**Short exercise**
Repeat, word for word, everything below from the row containing "the laptop keyboard;" down to the row containing "(1235, 307)", including both of those rows.

**Raw data**
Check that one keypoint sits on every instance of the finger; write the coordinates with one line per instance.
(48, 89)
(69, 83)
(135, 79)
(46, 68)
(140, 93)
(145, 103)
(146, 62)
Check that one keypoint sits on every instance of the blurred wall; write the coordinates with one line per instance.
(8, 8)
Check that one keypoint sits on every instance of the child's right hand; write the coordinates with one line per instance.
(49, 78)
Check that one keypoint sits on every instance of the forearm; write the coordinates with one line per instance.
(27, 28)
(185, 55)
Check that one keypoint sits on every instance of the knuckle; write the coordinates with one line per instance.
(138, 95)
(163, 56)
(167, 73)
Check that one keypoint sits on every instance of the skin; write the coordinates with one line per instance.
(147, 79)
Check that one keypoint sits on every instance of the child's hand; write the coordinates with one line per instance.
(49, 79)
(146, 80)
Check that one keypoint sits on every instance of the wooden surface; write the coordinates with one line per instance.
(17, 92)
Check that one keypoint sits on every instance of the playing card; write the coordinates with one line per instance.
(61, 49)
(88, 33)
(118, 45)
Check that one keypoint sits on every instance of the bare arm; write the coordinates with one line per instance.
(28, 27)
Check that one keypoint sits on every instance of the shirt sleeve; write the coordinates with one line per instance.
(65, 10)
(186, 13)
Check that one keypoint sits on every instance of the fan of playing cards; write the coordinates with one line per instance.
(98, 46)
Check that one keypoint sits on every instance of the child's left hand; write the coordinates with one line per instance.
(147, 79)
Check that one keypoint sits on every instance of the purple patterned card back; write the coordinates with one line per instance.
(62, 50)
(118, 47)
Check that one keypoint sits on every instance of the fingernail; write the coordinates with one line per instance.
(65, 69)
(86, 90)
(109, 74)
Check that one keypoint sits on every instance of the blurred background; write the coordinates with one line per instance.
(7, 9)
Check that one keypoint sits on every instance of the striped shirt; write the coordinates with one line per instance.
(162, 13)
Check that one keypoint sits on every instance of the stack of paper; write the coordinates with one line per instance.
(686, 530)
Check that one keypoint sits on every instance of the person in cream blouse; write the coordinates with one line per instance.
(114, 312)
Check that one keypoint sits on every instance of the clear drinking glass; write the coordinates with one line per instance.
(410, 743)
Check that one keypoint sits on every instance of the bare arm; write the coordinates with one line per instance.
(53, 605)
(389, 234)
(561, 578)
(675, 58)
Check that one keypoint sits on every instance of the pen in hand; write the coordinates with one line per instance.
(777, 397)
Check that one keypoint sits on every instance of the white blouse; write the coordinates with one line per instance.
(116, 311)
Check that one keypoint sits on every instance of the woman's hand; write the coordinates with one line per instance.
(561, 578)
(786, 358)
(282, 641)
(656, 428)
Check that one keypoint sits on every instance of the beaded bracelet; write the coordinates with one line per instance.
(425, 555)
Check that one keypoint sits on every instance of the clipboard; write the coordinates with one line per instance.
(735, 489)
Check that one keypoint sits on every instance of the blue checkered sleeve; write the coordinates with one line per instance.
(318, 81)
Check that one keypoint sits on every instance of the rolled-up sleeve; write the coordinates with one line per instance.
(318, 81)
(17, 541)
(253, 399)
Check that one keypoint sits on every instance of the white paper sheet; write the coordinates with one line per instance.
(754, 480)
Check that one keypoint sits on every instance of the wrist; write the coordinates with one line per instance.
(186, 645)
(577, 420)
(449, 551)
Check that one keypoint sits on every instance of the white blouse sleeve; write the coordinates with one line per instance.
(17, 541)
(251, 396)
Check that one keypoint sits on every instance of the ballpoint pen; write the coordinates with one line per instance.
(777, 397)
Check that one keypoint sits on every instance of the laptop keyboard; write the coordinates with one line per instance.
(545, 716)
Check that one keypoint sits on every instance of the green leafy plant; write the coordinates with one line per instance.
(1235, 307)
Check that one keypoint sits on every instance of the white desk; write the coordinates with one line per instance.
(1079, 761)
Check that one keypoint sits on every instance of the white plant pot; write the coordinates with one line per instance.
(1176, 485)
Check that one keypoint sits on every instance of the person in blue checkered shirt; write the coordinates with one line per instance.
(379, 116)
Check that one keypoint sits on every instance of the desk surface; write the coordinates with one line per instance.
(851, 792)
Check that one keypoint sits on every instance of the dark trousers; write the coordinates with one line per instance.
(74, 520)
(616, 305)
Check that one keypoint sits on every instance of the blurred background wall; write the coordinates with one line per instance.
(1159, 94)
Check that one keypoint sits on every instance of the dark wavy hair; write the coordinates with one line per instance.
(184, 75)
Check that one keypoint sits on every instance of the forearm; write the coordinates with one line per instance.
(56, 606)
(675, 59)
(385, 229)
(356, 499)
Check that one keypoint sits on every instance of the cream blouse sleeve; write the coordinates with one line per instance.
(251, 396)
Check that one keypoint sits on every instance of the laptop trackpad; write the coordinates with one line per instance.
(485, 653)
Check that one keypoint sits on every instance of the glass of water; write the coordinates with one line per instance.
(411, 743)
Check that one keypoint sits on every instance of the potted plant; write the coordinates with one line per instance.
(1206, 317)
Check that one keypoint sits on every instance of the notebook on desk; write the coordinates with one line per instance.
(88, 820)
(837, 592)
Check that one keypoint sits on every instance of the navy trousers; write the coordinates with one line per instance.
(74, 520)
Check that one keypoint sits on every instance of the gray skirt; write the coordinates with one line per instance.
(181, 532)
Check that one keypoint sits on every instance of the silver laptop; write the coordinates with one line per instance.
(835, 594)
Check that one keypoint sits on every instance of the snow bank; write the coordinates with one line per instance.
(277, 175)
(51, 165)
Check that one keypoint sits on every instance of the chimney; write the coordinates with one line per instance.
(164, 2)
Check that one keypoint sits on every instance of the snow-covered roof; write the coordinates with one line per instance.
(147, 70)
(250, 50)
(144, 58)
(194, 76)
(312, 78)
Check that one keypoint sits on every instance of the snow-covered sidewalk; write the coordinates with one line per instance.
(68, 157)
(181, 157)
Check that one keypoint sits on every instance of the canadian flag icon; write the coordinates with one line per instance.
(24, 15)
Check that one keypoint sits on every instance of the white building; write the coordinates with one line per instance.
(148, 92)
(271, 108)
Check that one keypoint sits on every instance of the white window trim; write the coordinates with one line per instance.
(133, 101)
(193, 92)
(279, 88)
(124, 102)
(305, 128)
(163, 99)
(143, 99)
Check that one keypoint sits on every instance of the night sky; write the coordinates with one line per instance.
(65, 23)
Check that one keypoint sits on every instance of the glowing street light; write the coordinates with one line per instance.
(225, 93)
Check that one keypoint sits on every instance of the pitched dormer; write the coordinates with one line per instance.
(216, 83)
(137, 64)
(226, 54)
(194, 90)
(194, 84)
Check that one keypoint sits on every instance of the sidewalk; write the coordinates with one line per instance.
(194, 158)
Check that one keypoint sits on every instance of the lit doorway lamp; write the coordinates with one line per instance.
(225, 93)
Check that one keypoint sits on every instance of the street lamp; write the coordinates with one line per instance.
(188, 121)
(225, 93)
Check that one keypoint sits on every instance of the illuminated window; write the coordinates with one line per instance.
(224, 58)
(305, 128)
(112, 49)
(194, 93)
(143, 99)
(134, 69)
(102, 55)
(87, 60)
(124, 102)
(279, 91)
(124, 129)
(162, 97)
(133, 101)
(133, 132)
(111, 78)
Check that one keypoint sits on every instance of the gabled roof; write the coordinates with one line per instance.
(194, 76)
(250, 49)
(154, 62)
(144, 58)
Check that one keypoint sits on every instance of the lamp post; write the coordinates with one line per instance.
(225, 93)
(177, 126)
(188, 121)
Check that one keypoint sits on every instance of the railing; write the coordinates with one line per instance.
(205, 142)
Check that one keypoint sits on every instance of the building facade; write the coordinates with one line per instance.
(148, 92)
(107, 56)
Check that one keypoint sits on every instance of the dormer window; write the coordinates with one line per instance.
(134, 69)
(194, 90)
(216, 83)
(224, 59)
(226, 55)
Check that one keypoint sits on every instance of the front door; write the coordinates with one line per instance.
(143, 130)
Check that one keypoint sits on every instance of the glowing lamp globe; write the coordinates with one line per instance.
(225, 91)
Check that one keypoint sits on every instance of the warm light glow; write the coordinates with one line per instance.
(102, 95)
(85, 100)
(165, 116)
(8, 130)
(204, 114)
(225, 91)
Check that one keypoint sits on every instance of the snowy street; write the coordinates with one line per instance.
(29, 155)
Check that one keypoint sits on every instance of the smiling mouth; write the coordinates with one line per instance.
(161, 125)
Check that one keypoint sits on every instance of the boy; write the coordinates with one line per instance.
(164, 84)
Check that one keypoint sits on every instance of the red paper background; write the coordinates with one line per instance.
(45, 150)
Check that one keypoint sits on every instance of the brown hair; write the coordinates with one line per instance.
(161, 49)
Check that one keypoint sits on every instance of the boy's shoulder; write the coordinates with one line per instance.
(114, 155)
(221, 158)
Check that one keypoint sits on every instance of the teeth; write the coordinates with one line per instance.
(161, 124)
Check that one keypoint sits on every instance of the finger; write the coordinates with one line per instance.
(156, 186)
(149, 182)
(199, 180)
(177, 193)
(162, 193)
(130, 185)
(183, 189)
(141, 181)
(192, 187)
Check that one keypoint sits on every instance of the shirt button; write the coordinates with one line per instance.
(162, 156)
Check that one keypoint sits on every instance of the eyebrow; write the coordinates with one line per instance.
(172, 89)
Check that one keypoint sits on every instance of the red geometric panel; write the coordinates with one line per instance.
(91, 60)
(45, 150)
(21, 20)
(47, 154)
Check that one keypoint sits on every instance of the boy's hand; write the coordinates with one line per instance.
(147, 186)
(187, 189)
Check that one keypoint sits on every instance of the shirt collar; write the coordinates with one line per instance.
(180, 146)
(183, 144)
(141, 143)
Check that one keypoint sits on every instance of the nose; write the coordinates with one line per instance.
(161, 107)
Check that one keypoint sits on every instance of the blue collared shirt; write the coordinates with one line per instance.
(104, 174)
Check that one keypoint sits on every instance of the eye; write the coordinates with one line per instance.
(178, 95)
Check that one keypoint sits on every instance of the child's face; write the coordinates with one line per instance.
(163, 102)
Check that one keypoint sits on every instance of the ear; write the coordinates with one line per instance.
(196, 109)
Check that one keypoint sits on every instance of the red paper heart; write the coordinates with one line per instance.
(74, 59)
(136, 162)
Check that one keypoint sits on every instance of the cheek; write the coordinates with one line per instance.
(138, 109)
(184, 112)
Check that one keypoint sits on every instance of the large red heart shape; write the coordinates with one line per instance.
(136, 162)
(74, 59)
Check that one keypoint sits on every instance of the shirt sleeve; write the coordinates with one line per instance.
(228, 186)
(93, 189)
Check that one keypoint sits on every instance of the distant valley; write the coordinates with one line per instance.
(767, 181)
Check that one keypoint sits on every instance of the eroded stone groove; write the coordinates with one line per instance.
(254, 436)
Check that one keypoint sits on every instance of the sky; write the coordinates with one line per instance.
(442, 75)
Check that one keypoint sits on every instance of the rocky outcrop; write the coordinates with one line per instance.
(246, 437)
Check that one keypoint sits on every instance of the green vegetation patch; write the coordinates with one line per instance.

**The solution**
Check that one keypoint sits on every instance of the laptop keyboard; write the coordinates with one line per instance.
(545, 716)
Check that one keypoint sits on every instance of the green leafy plant; write the coordinates with one line per instance.
(1235, 307)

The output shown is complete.